# [PROBLEM STATEMENT]
Retype all of the entries word for word.

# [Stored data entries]
________________

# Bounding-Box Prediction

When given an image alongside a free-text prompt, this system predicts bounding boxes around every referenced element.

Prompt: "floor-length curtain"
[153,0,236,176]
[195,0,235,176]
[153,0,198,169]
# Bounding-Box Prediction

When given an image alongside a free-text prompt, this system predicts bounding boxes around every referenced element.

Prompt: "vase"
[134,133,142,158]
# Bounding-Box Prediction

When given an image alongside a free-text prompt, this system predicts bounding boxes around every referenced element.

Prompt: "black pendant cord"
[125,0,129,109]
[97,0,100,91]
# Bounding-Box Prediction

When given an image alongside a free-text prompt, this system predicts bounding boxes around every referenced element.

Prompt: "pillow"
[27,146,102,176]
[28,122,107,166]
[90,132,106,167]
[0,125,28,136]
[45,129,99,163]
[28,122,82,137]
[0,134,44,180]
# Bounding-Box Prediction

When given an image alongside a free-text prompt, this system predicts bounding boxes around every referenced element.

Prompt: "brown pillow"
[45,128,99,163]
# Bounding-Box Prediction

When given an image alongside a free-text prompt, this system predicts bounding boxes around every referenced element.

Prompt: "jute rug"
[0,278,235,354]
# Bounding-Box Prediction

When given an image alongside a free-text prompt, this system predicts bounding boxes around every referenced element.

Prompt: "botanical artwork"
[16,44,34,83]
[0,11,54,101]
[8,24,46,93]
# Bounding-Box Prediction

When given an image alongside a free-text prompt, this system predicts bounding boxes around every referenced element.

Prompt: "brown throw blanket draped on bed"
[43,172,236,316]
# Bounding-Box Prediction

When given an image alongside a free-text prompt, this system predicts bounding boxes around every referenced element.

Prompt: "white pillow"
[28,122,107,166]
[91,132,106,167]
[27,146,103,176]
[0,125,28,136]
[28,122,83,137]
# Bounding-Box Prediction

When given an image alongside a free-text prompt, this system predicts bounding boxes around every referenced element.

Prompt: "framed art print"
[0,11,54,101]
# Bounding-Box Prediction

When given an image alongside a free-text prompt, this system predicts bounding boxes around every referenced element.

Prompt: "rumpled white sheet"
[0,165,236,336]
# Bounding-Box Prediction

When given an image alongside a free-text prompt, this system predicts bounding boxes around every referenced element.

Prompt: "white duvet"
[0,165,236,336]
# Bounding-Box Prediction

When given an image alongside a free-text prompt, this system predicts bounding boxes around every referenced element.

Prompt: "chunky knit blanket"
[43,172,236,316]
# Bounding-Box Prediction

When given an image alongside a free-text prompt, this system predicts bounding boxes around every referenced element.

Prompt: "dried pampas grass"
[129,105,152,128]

________________

# [EXERCISE RESULT]
# Bounding-Box Prediction

When given an image alongside a free-text prompt, this system predicts bounding boxes around every referenced element.

Prompt: "floor-length curtain"
[153,0,236,176]
[195,0,235,176]
[153,0,198,169]
# Bounding-Box Prediction

When given an image alongside a free-text prompt, this system predicts bounding boxes around every referenced element.

Prompt: "vase"
[134,133,142,158]
# Bounding-Box Prediction

When given an image alongside a free-text prompt, this system predicts bounding boxes around every referenced element.

Prompt: "black pendant cord"
[125,0,129,109]
[97,0,100,91]
# Bounding-Box Prediction

When given an image alongside a free-text prompt, this system predicts bounding boxes around every referenced element.

Prompt: "pillow"
[27,146,102,176]
[28,122,107,166]
[90,132,106,167]
[0,125,28,136]
[45,129,99,163]
[28,122,82,137]
[0,134,44,180]
# Bounding-Box Prediction

When given an image alongside a free-text prompt, this system predicts bounding boxes around every referenced element.

Prompt: "brown pillow"
[45,128,99,163]
# Bounding-Box Prediction

When given an image alongside a free-text prompt, this system predicts bounding boxes around every referenced element.

Prompt: "jute rug"
[0,278,235,354]
# Bounding-Box Prediction

When given an image alongside a free-text prompt, this system predicts bounding boxes around every referenced element.

Prompt: "botanical artwork"
[16,44,34,83]
[0,11,54,101]
[8,24,46,93]
# Bounding-Box Prediction

When given an image alongside a free-text prompt, this system predicts bounding boxes around every referenced element.

Prompt: "brown throw blanket draped on bed"
[43,172,236,316]
# Bounding-Box Prediction

When given an image alongside a free-text prompt, this system predicts bounding boxes around every referenced element.

Prompt: "white pillow"
[28,122,107,166]
[91,132,106,167]
[27,146,103,176]
[0,125,28,136]
[28,122,83,137]
# Bounding-Box Prediction

When given an image alongside a free-text prompt, this system predicts bounding boxes around every referenced element.

Prompt: "framed art print"
[0,11,54,101]
# Bounding-Box Prediction

When given an image alongside a free-text prompt, this system predicts bounding boxes around every referenced element.

Prompt: "rumpled white sheet"
[0,165,236,336]
# Bounding-Box Prediction

When given an image alongside a free-text prompt, this system predicts bounding boxes around every referenced element.

Prompt: "white duvet"
[0,165,236,336]
# Bounding-Box Prediction

When given an image alongside a free-text prompt, this system predicts bounding boxes around every referenced element.

Prompt: "chunky knit blanket"
[43,172,236,316]
# Bounding-Box Prediction

When given an image alongside a free-text prompt, this system predicts bounding boxes around every referenced element.

Prompt: "dried pampas grass"
[129,105,152,128]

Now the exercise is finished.